■ Given problem A ■
Reproduce word for word the part of the sigma clipping manual page starting at "In optical astronomical" and ending at "and Ichikawa, 2015.".
■ Given problem B ■
Resume the sigma clipping manual page from the point where it stops.

Sigma clipping (GNU Astronomy Utilities)

Next: MAD clipping, Previous: Building inputs and analysis without clipping, Up: Clipping outliers [Contents][Index]

2.10.2 Sigma clipping ¶

Let’s assume that you have pure noise (centered on zero) with a clear Gaussian distribution, or see Photon counting noise. Now let’s assume you add very bright objects (signal) on the image which have a very sharp boundary. By a sharp boundary, we mean that there is a clear cutoff (from the noise) at the pixels the objects finish. In other words, at their boundaries, the objects do not fade away into the noise.

In optical astronomical imaging, cosmic rays (when they collide at a near normal incidence angle) are a very example of such outliers. The tracks they leave behind in the image are perfectly immune to the blurring caused by the atmosphere on images of stars or galaxies and they have a very high signal-to-noise ratio. They are also very energetic and so their borders are usually clearly separated from the surrounding noise. See Figure 15 in Akhlaghi and Ichikawa, 2015.

In such a case, when you plot the histogram (see Histogram and Cumulative Frequency Plot) of the distribution, the pixels relating to those objects will be clearly separate from pixels that belong to parts of the image that did not have any signal (were just noise). In the cumulative frequency plot, after a steady rise (due to the noise), you would observe a long flat region were for a certain range of the dynamic range (horizontal axis), there is no increase in the index (vertical axis).

In the previous section (Building inputs and analysis without clipping) we created one such dataset (in-9.fits). With the command below, let’s have a look at its histogram and cumulative frequency plot (in simple ASCII format; we are decreasing the default number of bins with --numasciibins to show them easily within the width of the print version of this manual; feel free to change this).

$ aststatistics build/in-9.fits --asciihist --asciicfp \
                --numasciibins=65

ASCII Histogram:
Number: 40401
Y: (linear: 0 to 4191)
X: (linear: -31.9714 -- 150.323, in 65 bins)

(Labeled contour entries)
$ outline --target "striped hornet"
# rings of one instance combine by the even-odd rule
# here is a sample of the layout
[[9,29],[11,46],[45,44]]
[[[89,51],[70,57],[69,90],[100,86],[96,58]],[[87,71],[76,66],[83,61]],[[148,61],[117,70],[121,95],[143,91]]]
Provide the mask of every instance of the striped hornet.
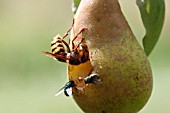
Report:
[[[51,41],[51,53],[50,52],[43,52],[44,54],[52,57],[54,60],[58,60],[60,62],[68,63],[69,66],[74,67],[74,70],[70,71],[71,75],[80,75],[78,74],[81,70],[80,68],[83,67],[81,73],[85,74],[86,77],[83,79],[70,79],[65,84],[63,88],[61,88],[55,96],[60,95],[62,92],[66,96],[70,96],[72,94],[72,88],[75,87],[78,90],[83,89],[87,84],[98,84],[100,82],[100,76],[98,74],[91,74],[91,70],[93,69],[90,63],[89,51],[88,47],[85,44],[85,38],[82,38],[81,41],[75,46],[74,41],[77,37],[87,28],[82,28],[71,41],[72,48],[69,47],[69,43],[67,43],[64,39],[68,36],[68,33],[71,31],[74,25],[74,19],[72,22],[71,28],[66,32],[66,34],[61,37],[60,35],[56,35],[53,40]],[[84,76],[84,75],[83,75]],[[83,81],[77,82],[77,81]]]
[[[72,23],[72,27],[73,25],[74,25],[74,20]],[[73,38],[71,42],[72,49],[70,49],[69,44],[64,41],[64,38],[68,36],[68,33],[71,31],[72,27],[67,31],[67,33],[63,37],[61,37],[60,35],[57,35],[53,38],[53,40],[51,41],[52,53],[50,52],[44,52],[44,53],[60,62],[65,62],[65,63],[68,62],[69,64],[72,64],[72,65],[79,65],[89,60],[89,51],[88,51],[87,45],[83,43],[85,41],[84,38],[82,38],[82,40],[77,46],[74,45],[74,40],[83,31],[87,30],[87,28],[82,28],[77,33],[77,35],[75,35],[75,37]],[[67,50],[65,50],[64,46],[66,46]]]

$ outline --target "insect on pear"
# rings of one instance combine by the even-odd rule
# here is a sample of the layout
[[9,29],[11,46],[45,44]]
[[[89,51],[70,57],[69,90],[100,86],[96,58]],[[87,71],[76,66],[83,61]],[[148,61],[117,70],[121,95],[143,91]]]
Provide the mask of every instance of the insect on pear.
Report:
[[[69,81],[65,84],[63,88],[61,88],[58,93],[55,96],[60,95],[62,92],[66,96],[72,95],[72,88],[75,87],[78,90],[82,90],[86,87],[86,84],[90,83],[98,83],[99,75],[98,74],[91,74],[91,70],[93,69],[90,58],[89,58],[89,51],[88,47],[85,43],[85,38],[83,37],[81,41],[75,46],[74,41],[77,39],[77,37],[87,28],[82,28],[72,39],[71,45],[72,48],[69,47],[69,43],[67,43],[64,39],[68,36],[68,33],[71,31],[74,25],[74,19],[72,22],[72,27],[66,32],[66,34],[61,37],[60,35],[57,35],[53,38],[51,41],[51,51],[50,52],[44,52],[46,55],[52,57],[55,60],[58,60],[60,62],[68,63],[69,66],[73,67],[74,70],[70,71],[71,76],[69,76]],[[65,49],[66,48],[66,49]],[[82,73],[83,75],[82,79],[80,76],[82,74],[78,74],[80,72],[80,69],[83,68]],[[86,72],[85,72],[86,71]],[[78,72],[78,73],[77,73]],[[78,75],[78,77],[73,76]],[[89,75],[89,76],[88,76]],[[81,82],[80,82],[81,81]]]
[[[100,80],[100,75],[97,73],[92,73],[89,76],[87,76],[86,78],[84,78],[84,83],[86,85],[88,84],[101,84],[101,80]],[[57,94],[55,96],[60,95],[61,93],[64,92],[64,94],[68,97],[72,95],[72,88],[76,87],[76,84],[74,81],[70,80],[69,82],[67,82],[65,84],[65,86],[63,88],[61,88]]]
[[[72,27],[74,25],[74,19],[72,23]],[[87,28],[82,28],[77,35],[75,35],[74,39],[72,40],[72,49],[70,49],[69,44],[64,41],[64,38],[68,36],[68,33],[71,31],[72,27],[67,31],[67,33],[61,37],[60,35],[57,35],[53,38],[51,41],[51,50],[50,52],[44,52],[48,56],[54,58],[55,60],[61,61],[61,62],[68,62],[72,65],[79,65],[81,63],[86,62],[89,60],[89,52],[87,45],[83,44],[85,41],[84,38],[80,41],[80,43],[75,46],[74,40],[80,35],[83,31],[87,30]],[[65,50],[65,47],[67,50]]]

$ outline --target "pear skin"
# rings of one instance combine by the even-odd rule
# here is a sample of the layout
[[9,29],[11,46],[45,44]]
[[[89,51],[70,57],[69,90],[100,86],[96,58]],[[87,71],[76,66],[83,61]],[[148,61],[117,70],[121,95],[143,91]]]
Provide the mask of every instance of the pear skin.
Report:
[[[131,31],[118,0],[81,0],[70,40],[84,37],[91,56],[81,66],[68,65],[68,77],[92,72],[101,84],[73,89],[73,98],[86,113],[137,113],[151,96],[153,79],[149,61]],[[71,45],[70,45],[71,46]]]

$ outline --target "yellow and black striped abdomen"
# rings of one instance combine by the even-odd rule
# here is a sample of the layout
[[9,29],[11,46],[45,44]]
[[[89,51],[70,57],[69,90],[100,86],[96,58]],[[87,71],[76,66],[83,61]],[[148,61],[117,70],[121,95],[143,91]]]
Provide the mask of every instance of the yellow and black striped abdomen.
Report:
[[[60,35],[55,36],[51,41],[51,51],[54,55],[62,55],[63,57],[67,55]],[[66,61],[62,58],[58,58],[58,60],[62,62]]]

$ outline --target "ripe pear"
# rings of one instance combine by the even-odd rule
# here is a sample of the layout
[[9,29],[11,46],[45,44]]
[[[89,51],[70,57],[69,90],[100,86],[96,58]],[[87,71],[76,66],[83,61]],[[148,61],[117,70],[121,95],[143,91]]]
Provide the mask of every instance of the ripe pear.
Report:
[[91,72],[100,75],[101,84],[73,89],[73,98],[86,113],[136,113],[151,96],[153,79],[147,56],[121,12],[118,0],[81,0],[70,39],[87,28],[74,41],[84,37],[90,61],[68,65],[74,80]]

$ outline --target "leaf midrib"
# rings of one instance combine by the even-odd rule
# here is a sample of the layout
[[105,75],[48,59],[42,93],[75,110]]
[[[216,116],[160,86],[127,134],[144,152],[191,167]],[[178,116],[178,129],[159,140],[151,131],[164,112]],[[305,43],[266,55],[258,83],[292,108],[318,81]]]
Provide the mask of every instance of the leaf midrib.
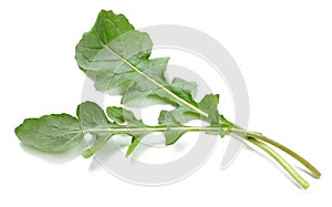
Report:
[[[110,43],[108,43],[110,44]],[[111,46],[104,44],[104,48],[108,51],[111,51],[116,58],[118,58],[121,61],[123,61],[126,65],[128,65],[131,69],[133,69],[136,73],[138,73],[141,76],[143,76],[144,79],[146,79],[147,81],[152,82],[153,84],[155,84],[156,86],[160,87],[162,90],[164,90],[166,93],[168,93],[172,97],[174,97],[175,100],[177,100],[178,102],[180,102],[181,104],[188,106],[189,108],[194,110],[195,112],[197,112],[198,114],[200,114],[204,117],[208,117],[208,114],[205,113],[204,111],[201,111],[200,108],[196,107],[195,105],[191,105],[190,103],[188,103],[186,100],[183,100],[181,97],[179,97],[178,95],[176,95],[175,93],[173,93],[172,91],[169,91],[168,89],[166,89],[164,85],[162,85],[160,83],[158,83],[157,81],[155,81],[154,79],[152,79],[151,76],[148,76],[147,74],[145,74],[144,72],[142,72],[137,66],[133,65],[132,63],[129,63],[127,60],[125,60],[124,58],[122,58],[120,54],[117,54]]]

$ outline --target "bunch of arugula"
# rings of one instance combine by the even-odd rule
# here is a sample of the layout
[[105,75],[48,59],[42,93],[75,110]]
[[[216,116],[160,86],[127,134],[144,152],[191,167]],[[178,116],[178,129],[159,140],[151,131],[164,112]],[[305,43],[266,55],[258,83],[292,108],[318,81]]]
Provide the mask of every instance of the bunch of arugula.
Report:
[[[110,106],[106,113],[93,102],[77,106],[76,117],[69,114],[51,114],[40,118],[27,118],[15,128],[24,144],[45,152],[63,152],[83,142],[85,134],[94,137],[82,156],[94,155],[114,135],[132,137],[126,156],[129,156],[142,138],[160,132],[165,144],[172,145],[187,132],[237,135],[258,146],[274,158],[303,188],[309,184],[269,145],[272,145],[302,163],[314,177],[320,173],[303,157],[290,148],[263,136],[247,132],[219,114],[217,94],[207,94],[199,102],[193,96],[197,84],[175,77],[165,77],[168,58],[149,59],[153,43],[147,33],[139,32],[123,14],[102,10],[92,30],[84,33],[76,45],[79,68],[94,81],[95,89],[122,95],[122,104],[134,99],[155,96],[175,106],[162,111],[158,125],[149,126],[123,107]],[[188,126],[186,122],[201,120],[208,126]]]

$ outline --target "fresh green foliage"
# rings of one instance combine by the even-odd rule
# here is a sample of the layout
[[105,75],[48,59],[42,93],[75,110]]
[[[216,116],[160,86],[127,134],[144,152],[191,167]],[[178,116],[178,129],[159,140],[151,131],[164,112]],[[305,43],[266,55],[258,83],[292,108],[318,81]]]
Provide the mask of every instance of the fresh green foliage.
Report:
[[[205,132],[224,137],[236,135],[251,143],[274,158],[303,188],[309,184],[271,146],[302,163],[315,177],[320,173],[303,157],[260,133],[247,132],[218,112],[219,95],[206,94],[195,100],[197,84],[175,77],[165,77],[168,58],[149,59],[153,43],[149,35],[139,32],[123,14],[101,11],[92,30],[84,33],[76,45],[79,68],[94,81],[95,89],[122,95],[122,104],[146,96],[158,97],[175,106],[162,111],[158,125],[149,126],[123,107],[110,106],[106,113],[98,105],[85,102],[77,106],[76,117],[52,114],[28,118],[15,128],[22,143],[48,152],[62,152],[82,143],[91,134],[93,143],[82,152],[87,158],[94,155],[114,135],[132,137],[126,156],[149,133],[163,133],[165,144],[175,144],[187,132]],[[201,120],[208,126],[187,126],[190,120]]]

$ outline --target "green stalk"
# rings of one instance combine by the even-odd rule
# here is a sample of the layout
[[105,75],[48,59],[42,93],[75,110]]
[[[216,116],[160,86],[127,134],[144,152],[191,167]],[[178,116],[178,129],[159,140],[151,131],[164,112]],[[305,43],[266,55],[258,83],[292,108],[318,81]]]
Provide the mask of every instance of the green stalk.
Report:
[[290,156],[292,156],[294,159],[297,159],[298,162],[300,162],[303,166],[305,166],[315,178],[319,178],[321,176],[321,173],[313,166],[311,165],[307,159],[304,159],[302,156],[300,156],[299,154],[297,154],[295,152],[293,152],[292,149],[288,148],[287,146],[260,134],[257,132],[246,132],[242,130],[238,130],[238,128],[232,128],[230,130],[231,133],[237,134],[237,135],[245,135],[245,136],[249,136],[249,137],[255,137],[257,139],[263,141],[266,143],[269,143],[278,148],[280,148],[281,151],[283,151],[284,153],[289,154]]
[[287,163],[278,153],[276,153],[272,148],[270,148],[268,145],[263,144],[262,142],[249,137],[246,138],[248,142],[255,144],[256,146],[260,147],[264,152],[267,152],[271,157],[273,157],[304,189],[309,187],[309,183],[301,177],[297,170]]

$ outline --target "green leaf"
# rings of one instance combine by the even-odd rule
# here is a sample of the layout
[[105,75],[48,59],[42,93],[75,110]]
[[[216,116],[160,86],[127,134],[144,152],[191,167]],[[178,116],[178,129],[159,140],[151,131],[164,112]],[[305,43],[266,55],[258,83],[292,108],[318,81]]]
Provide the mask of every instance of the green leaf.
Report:
[[[143,124],[143,122],[135,117],[133,112],[127,111],[123,107],[110,106],[106,108],[106,113],[116,124]],[[144,125],[144,124],[143,124]]]
[[123,107],[111,106],[106,108],[106,113],[116,124],[121,124],[122,127],[127,128],[127,131],[122,132],[122,134],[132,136],[132,144],[127,149],[126,156],[129,156],[141,143],[141,139],[152,132],[142,120],[136,118],[131,111]]
[[169,113],[167,111],[160,112],[159,124],[167,126],[167,130],[164,132],[166,145],[176,143],[180,136],[187,132],[184,125],[178,122],[178,117],[176,117],[175,113]]
[[201,111],[208,114],[208,118],[211,126],[219,126],[219,112],[218,112],[219,95],[207,94],[198,103]]
[[133,152],[134,149],[137,147],[137,145],[141,143],[141,139],[142,138],[133,138],[132,139],[132,144],[129,145],[128,149],[127,149],[127,153],[126,153],[126,157],[128,157]]
[[83,138],[80,121],[69,114],[27,118],[15,134],[22,143],[45,152],[68,151]]
[[101,11],[76,45],[75,58],[98,91],[117,92],[123,95],[122,103],[157,96],[199,111],[193,99],[197,85],[178,77],[167,82],[168,58],[148,59],[152,48],[148,34],[135,30],[122,14]]
[[104,111],[93,102],[84,102],[77,106],[76,115],[82,128],[107,127],[108,120]]
[[110,131],[98,131],[98,128],[108,128],[110,122],[104,111],[97,104],[89,101],[80,104],[76,115],[82,128],[93,137],[92,146],[82,153],[82,156],[87,158],[102,148],[114,134]]

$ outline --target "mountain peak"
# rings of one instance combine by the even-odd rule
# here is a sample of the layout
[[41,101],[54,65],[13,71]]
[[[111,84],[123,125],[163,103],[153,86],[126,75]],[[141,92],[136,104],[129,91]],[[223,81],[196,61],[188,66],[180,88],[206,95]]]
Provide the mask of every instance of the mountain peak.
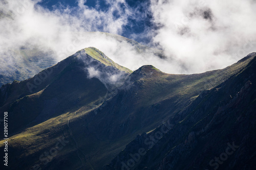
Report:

■ Response A ■
In optical astronomical imaging, cosmic rays (when they collide at a near normal incidence angle) are a very example of such outliers. The tracks they leave behind in the image are perfectly immune to the blurring caused by the atmosphere on images of stars or galaxies and they have a very high signal-to-noise ratio. They are also very energetic and so their borders are usually clearly separated from the surrounding noise. See Figure 15 in Akhlaghi and Ichikawa, 2015.

■ Response B ■
 |              **
 |             ****
 |            ******
 |            ******
 |           ********
 |           ********
 |          **********
 |         ************
 |        **************
 |      ******************                          ******
 |*******************************         *************************
 |-----------------------------------------------------------------


ASCII Cumulative frequency plot:
Y: (linear: 0 to 40401)
X: (linear: -31.9714 -- 150.323, in 65 bins)
 |                                                  ***************
 |                   **********************************************
 |                  ***********************************************
 |                *************************************************
 |               **************************************************
 |              ***************************************************
 |             ****************************************************
 |            *****************************************************
 |           ******************************************************
 |         ********************************************************
 |*****************************************************************
 |-----------------------------------------------------------------

We see a clear bimodal distribution in the histogram. Such outliers can significantly bias any single measurement over the whole dataset. For example let’s compare the median, mean and standard deviation of the image above with 1.fits:

$ aststatistics build/in-1.fits --median --mean --std
9.90529778313248e+00 9.96143102101206e+00 1.00137568561776e+01

$ aststatistics build/in-9.fits --median --mean --std
1.09305819367634e+01 1.74470443173776e+01 2.88895986970341e+01

The effect of the outliers is obvious in all three measures: the median has become 1.10 times larger, the mean 1.75 times and the standard deviation about 2.88 times! The differing effect of outliers in different statistics was already discussed in Building inputs and analysis without clipping; also see Quantifying signal in a tile.

$\sigma$-clipping is one commonly used way to remove/clip the effect of such very strong outliers in measures like the above (although not the most robust, continue reading to the end of this tutorial in the next sections). $\sigma$-clipping is defined as the very simple iteration below. In each iteration, the number of input values used might decrease. When the outliers are as strong as above, the outliers will be removed through this iteration.

Calculate the standard deviation ($\sigma$) and median ($m$) of a distribution. The median is used because, as shown above, the mean is too significantly affected by the presence of outliers.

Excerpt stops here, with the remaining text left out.